TASK REQUIREMENTS: Reproduce the entries that follow verbatim, down to the final line.

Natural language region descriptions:
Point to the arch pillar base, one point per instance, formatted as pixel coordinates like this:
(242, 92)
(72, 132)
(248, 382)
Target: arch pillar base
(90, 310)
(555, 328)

WRITTEN ANSWER:
Point to the arch pillar base, one point per instance, formatted as pixel coordinates like this:
(242, 92)
(72, 132)
(248, 382)
Target: arch pillar base
(90, 310)
(555, 328)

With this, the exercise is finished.